■ **Prompt**
Retype each entry below exactly as it stands.

** Start Records supplied **

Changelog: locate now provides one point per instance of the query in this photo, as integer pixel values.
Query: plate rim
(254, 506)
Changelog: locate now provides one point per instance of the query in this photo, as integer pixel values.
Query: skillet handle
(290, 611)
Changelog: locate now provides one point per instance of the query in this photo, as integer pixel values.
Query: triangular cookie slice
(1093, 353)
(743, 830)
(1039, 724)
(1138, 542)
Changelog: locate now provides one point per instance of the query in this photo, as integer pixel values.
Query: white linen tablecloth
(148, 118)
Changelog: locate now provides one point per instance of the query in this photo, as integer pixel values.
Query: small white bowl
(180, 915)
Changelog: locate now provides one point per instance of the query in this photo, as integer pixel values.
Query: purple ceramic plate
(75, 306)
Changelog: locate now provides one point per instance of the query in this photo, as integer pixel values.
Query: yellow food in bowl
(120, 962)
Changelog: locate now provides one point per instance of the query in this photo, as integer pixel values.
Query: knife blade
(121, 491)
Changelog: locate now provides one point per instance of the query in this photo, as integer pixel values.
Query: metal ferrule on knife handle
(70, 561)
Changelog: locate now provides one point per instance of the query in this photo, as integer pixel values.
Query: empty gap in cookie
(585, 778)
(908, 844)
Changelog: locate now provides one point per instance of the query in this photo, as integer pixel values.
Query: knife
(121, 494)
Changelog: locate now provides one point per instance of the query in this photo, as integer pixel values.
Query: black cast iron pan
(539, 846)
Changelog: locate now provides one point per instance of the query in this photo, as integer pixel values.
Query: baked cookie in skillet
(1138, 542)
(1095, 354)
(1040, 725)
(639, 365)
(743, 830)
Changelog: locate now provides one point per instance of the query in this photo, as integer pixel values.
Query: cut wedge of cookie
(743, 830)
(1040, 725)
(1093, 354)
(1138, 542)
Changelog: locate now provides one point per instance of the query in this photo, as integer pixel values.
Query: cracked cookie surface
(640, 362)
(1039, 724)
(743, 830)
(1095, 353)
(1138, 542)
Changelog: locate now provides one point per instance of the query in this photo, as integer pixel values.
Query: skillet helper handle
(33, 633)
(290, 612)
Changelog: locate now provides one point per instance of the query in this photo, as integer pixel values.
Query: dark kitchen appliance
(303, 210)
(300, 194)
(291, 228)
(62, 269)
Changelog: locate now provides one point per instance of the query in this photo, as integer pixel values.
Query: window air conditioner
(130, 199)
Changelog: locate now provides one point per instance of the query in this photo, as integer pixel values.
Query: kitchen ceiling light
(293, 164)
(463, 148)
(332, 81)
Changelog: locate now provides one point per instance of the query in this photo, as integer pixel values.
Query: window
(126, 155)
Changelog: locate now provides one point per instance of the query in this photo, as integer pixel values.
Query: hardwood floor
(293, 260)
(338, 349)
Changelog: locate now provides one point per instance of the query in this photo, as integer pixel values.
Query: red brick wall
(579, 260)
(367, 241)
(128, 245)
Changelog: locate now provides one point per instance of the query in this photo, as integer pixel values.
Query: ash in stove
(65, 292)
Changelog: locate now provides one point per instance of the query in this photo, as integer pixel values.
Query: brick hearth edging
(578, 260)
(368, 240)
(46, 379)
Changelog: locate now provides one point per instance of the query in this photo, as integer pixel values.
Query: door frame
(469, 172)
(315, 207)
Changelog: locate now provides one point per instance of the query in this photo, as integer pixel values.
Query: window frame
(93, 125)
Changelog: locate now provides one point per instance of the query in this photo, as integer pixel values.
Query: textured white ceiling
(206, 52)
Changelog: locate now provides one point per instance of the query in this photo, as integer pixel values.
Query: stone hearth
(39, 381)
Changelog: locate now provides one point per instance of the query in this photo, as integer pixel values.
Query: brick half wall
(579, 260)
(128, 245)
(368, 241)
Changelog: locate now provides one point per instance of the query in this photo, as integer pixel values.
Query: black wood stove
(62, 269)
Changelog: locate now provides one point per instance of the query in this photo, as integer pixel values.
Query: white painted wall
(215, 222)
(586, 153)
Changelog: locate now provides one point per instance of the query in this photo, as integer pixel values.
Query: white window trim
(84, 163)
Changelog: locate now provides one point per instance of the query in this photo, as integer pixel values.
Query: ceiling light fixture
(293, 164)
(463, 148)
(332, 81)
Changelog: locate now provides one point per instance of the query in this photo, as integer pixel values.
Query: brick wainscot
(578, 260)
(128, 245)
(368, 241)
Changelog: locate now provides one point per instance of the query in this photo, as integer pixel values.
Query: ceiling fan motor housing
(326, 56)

** End Records supplied **

■ **Exercise answer**
Changelog: locate now provides one point per instance of the query in this photo, as integer pixel values.
Query: plate rim
(254, 506)
Changelog: locate now provides one point per instance of the query in this photo, as integer pixel values.
Query: skillet handle
(290, 611)
Changelog: locate now provides one point per instance of the query in this photo, as integer pixel values.
Query: triangular cookie slice
(1093, 353)
(743, 830)
(1039, 724)
(1138, 542)
Changelog: locate now provides one point per instance of the query in this photo, as integer pixel values.
Query: white linen tablecloth
(148, 118)
Changelog: locate now provides one point per instance of the query in this photo, as integer pixel values.
Query: small white bowl
(180, 915)
Changelog: locate now provides one point per instance of the query in this photo, as integer pixel values.
Query: purple ceramic plate
(75, 306)
Changelog: locate now provides one point per instance of the query in this photo, as integer pixel values.
Query: yellow food in bowl
(120, 962)
Changelog: locate now provides one point per instance of the query in this photo, as integer pixel values.
Query: knife blade
(121, 491)
Changelog: locate now provides one point per instance of the query in this photo, as integer pixel values.
Query: metal ferrule on knife handle
(70, 561)
Changelog: locate now provides one point per instance of the query in this photo, as integer pixel values.
Query: empty gap in cookie
(585, 778)
(908, 844)
Changelog: locate now provides one point per instance of the query in this photo, as integer pixel values.
Query: knife
(121, 494)
Changelog: locate now provides one point per instance of the query in this photo, as integer pixel values.
Query: black cast iron pan
(539, 846)
Changelog: locate now provides one point per instance of the query in this photo, as integer pixel values.
Query: baked cookie in skillet
(1138, 542)
(1095, 354)
(1040, 725)
(639, 365)
(743, 830)
Changelog: locate now provides one point per instance of the query in this photo, as integer pixel values.
Query: cut wedge of cookie
(743, 830)
(1040, 725)
(1093, 354)
(1138, 542)
Changelog: locate now provides one point per instance of the query in this photo, as integer pixel values.
Query: cracked cookie surface
(640, 362)
(1039, 724)
(743, 830)
(1095, 353)
(1138, 542)
Changelog: locate now provides one point per instance of the query in this photo, as integer pixel values.
Query: skillet helper handle
(33, 633)
(290, 612)
Changelog: locate now provides one point per instance of the query in this photo, as integer pixel values.
Query: dark kitchen appliance
(303, 210)
(300, 194)
(291, 228)
(62, 269)
Changelog: locate now provides one point per instance of the query in this photo, as integer pixel values.
Query: window air conditioner
(130, 199)
Changelog: locate now provides one point per instance of the query in this photo, as integer pixel values.
Query: kitchen ceiling light
(293, 164)
(463, 148)
(332, 81)
Changelog: locate now provides one point per instance of the query in this photo, as integer pixel values.
Query: window
(126, 155)
Changelog: locate now provides one point per instance of the query in this photo, as integer pixel values.
Query: hardwood floor
(293, 260)
(338, 349)
Changelog: locate now provides one point per instance of the query in this photo, as integer pixel values.
Query: red brick wall
(579, 260)
(367, 241)
(128, 245)
Changelog: locate now provides one point per instance of the query in this photo, as integer pixel values.
Query: ash in stove
(65, 292)
Changelog: locate now provides one point per instance of the query in this photo, as integer pixel values.
Query: brick hearth edging
(578, 260)
(368, 240)
(46, 379)
Changelog: locate now provides one point per instance of the query in this photo, as integer pixel values.
Query: door frame
(469, 172)
(315, 207)
Changelog: locate now provides one point per instance of the query in this photo, as integer pixel values.
Query: window frame
(93, 125)
Changelog: locate now provides one point per instance of the query in this photo, as integer pixel values.
Query: textured white ceiling
(206, 52)
Changelog: locate now provides one point per instance of the query in this photo, as integer pixel values.
Query: stone hearth
(39, 381)
Changelog: locate now provides one point per instance of the query in this photo, as integer pixel values.
Query: brick half wall
(579, 260)
(128, 245)
(368, 241)
Changelog: locate now provides one point per instance of the query in this photo, as integer pixel values.
Query: black wood stove
(62, 269)
Changelog: locate now provides one point per instance of the query in this photo, as integer pixel values.
Query: white painted wall
(215, 222)
(586, 153)
Changelog: locate now provides one point per instance of the query in this photo, as integer pixel values.
Query: white window trim
(84, 163)
Changelog: locate now provides one point per instance of the query in this photo, as integer pixel values.
Query: ceiling light fixture
(293, 164)
(463, 148)
(332, 81)
Changelog: locate now provides one point per instance of the query in this photo, as integer pixel values.
Query: brick wainscot
(578, 260)
(128, 245)
(368, 241)
Changelog: locate now provides one point per instance of the query in this photo, as integer pixel values.
Query: ceiling fan motor housing
(326, 56)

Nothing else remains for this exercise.